>> Start Data rows
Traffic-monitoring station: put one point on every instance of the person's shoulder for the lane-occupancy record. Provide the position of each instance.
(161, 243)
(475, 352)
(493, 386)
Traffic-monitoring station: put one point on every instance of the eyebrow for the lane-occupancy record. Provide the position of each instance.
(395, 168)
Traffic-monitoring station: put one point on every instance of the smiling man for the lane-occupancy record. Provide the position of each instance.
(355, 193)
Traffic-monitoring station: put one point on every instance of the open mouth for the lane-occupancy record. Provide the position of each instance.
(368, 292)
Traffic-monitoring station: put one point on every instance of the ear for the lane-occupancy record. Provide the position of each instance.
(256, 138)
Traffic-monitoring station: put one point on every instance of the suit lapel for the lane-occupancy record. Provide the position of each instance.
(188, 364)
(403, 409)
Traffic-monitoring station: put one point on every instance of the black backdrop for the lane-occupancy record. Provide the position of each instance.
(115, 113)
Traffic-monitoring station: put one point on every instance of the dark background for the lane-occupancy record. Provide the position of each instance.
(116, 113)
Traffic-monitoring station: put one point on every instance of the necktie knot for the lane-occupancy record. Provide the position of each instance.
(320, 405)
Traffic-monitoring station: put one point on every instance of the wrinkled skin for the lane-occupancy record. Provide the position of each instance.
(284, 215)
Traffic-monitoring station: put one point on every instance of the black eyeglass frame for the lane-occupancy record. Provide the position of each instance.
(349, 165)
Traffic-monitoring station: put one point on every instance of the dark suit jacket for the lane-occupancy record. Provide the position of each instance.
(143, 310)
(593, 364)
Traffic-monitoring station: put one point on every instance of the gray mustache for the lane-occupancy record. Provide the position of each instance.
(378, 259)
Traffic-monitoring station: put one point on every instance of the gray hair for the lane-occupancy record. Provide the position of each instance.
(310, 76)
>> End Data rows
## Given instruction:
Present all of the lines above as a numbered list, leaving out any blank lines.

## Solution to this exercise:
1. Traffic-monitoring station: put one point on every instance of the person's shoulder for the lane-occupancy record. Provide the position of each instance.
2. (161, 243)
3. (475, 352)
4. (493, 386)
5. Traffic-monitoring station: put one point on every instance of the eyebrow for the lane-occupancy record. Provide the position of each instance.
6. (395, 168)
7. Traffic-monitoring station: put one point on every instance of the smiling man for the lane-occupancy record. Provide the position of each instance.
8. (355, 193)
9. Traffic-monitoring station: put one point on every instance of the open mouth for the lane-occupancy record. Provide the position of each instance.
10. (368, 292)
11. Traffic-monitoring station: put one point on every instance of the ear for the lane-occupancy record. Provide the position of each instance.
12. (256, 138)
13. Traffic-monitoring station: put one point on every instance of the suit lapel for the lane-occupancy record. Provide the position of each instance.
14. (188, 364)
15. (403, 409)
16. Traffic-monitoring station: put one point on every instance of the black backdrop for the lane-occupancy record. Provide the position of each instance.
17. (115, 113)
18. Traffic-monitoring station: put one point on every instance of the dark background for the lane-occupancy record. Provide the position of each instance.
19. (116, 113)
20. Traffic-monitoring station: put one point on every instance of the necktie knot for the lane-occupancy record. Provide the position of each instance.
21. (320, 405)
22. Traffic-monitoring station: put one point on every instance of the wrinkled skin for the lane-occupancy record. Provide the position of each instance.
23. (284, 215)
24. Traffic-monitoring station: put one point on every instance of the black eyeglass frame for the lane-occupancy record. Provide the position of each instance.
25. (349, 165)
26. Traffic-monitoring station: put one point on every instance of the dark suit jacket for the lane-occupancy record. Provide the position of each instance.
27. (143, 310)
28. (593, 364)
29. Traffic-monitoring station: put one point on every instance of the gray mustache for the lane-occupancy record. Provide the position of each instance.
30. (378, 259)
31. Traffic-monitoring station: put one point on every instance of the gray hair for the lane-occupancy record. Provide the position of each instance.
32. (310, 76)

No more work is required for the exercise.